→ **DATA IN THIS EXERCISE**:

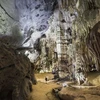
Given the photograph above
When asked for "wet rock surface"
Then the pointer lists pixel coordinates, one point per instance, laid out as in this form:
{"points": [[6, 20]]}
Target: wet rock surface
{"points": [[16, 74], [80, 94]]}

→ **WHAT IS BEING ASKED**:
Format every line of the rows above as a JSON list of strings, one string per line, with blank lines left out. Leave the pictures out of the answer.

→ **EXERCISE OUTPUT**:
[
  "Given the photograph above",
  "When asked for \"wet rock surface\"",
  "Then the pointer lists pixel coordinates, one point per instance, laid out as in this form:",
  "{\"points\": [[6, 20]]}",
  "Target: wet rock surface",
  "{\"points\": [[16, 74], [80, 94]]}"
]